- **PROBLEM STATEMENT**
Pull out every line of the records below that contains the word "shutter". Case counts.

- **SUPPLIED INFORMATION**
----------
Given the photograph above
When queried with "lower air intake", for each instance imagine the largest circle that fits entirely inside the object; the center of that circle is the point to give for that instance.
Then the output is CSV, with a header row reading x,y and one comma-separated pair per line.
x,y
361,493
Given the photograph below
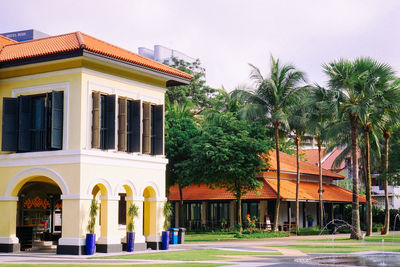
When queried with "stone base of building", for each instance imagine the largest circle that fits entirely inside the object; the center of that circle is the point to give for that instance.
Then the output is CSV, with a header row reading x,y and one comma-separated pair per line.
x,y
10,248
71,250
108,248
138,247
154,245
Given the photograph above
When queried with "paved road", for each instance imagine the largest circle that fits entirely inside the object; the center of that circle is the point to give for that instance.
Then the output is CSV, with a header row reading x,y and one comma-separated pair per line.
x,y
289,257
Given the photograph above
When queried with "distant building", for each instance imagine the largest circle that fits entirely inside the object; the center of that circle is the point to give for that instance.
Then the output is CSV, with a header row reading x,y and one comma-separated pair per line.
x,y
165,55
25,35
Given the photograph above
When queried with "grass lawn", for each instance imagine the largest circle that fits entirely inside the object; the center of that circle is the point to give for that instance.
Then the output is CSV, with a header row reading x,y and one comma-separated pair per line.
x,y
109,265
201,237
375,238
342,248
191,255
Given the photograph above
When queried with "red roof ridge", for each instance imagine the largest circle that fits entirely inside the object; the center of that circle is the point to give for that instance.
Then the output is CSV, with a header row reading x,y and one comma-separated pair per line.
x,y
81,41
128,51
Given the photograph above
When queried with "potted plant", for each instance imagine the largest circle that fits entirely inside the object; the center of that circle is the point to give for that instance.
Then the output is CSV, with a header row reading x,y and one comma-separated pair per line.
x,y
91,236
133,212
310,220
167,211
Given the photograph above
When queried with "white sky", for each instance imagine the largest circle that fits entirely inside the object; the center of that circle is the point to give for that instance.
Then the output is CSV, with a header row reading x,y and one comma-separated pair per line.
x,y
226,35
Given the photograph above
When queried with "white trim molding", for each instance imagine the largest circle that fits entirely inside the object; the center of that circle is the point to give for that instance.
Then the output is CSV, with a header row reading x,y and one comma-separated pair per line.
x,y
9,240
53,175
48,88
77,197
8,198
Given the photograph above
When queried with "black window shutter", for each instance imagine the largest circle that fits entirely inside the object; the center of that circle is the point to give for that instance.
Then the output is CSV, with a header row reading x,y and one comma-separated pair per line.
x,y
135,121
110,122
57,98
158,129
10,124
25,123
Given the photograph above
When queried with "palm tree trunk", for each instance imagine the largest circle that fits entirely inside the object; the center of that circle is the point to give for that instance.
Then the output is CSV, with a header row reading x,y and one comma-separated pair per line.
x,y
298,139
278,176
181,219
321,202
386,166
368,180
355,215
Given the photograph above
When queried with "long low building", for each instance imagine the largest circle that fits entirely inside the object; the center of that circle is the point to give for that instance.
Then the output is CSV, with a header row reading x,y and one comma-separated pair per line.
x,y
207,208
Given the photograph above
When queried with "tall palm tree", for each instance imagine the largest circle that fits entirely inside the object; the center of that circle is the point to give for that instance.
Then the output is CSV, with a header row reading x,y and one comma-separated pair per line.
x,y
298,123
323,109
270,101
342,79
389,114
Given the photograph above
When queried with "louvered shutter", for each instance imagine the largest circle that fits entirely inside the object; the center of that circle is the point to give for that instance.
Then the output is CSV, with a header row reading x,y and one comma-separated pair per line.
x,y
122,124
110,122
9,140
146,128
135,121
158,131
24,123
96,120
57,99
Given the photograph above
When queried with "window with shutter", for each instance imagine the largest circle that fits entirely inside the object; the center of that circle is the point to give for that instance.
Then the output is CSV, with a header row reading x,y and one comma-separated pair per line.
x,y
122,124
110,121
57,104
134,126
33,123
146,128
10,124
96,120
157,129
24,123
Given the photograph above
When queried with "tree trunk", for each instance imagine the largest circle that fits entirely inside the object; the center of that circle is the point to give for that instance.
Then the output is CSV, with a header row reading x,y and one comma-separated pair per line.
x,y
321,203
386,166
298,139
367,129
239,211
278,176
181,218
355,215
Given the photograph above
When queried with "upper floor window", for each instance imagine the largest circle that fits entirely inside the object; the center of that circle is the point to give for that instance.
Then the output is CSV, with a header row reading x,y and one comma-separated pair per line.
x,y
33,122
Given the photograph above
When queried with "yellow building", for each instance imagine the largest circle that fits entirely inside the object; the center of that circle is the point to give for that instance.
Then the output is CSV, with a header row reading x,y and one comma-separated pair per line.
x,y
81,119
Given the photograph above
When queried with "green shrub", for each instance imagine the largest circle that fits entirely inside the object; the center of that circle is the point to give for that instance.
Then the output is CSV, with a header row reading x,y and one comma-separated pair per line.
x,y
309,231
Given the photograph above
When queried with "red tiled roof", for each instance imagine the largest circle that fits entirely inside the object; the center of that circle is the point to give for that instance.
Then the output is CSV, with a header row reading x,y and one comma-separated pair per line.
x,y
203,192
76,41
307,191
311,155
288,164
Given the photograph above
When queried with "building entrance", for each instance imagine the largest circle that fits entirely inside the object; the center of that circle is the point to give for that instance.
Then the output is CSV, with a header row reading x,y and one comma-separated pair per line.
x,y
39,216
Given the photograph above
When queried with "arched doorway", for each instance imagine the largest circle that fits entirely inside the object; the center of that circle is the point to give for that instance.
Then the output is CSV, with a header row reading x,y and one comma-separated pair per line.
x,y
39,215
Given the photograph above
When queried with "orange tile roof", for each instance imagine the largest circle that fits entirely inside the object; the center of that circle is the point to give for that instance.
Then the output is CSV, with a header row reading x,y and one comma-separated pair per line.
x,y
311,155
79,41
288,164
307,191
203,192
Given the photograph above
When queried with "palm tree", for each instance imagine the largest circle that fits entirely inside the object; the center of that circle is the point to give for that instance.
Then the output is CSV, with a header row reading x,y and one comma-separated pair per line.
x,y
299,123
389,112
270,101
323,109
342,79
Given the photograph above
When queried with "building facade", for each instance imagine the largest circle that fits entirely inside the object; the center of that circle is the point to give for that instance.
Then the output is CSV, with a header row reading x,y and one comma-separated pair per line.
x,y
81,119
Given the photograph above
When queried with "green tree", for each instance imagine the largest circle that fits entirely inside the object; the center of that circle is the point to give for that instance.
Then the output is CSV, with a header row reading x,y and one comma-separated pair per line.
x,y
323,109
197,91
227,154
180,129
270,102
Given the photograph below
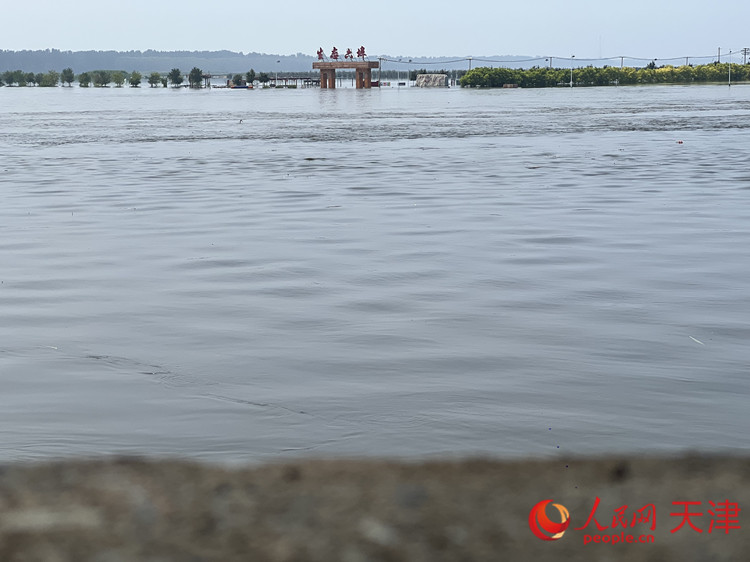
----------
- **EXPECTED ANSWER**
When queried with "black window shutter", for each instance imagine the largest circle that fits entirely inside the object; the center of that circle is the point to give for that instance.
When queried with "louvered shutter", for each instance imagine the largest circle that fits entirely inside the object; the center of that circle is the point to give for that instance.
When queried with "window with shutter", for each instance imagine the largest circle that fits entirely inside the object; the center of that circle is the point to give for that instance.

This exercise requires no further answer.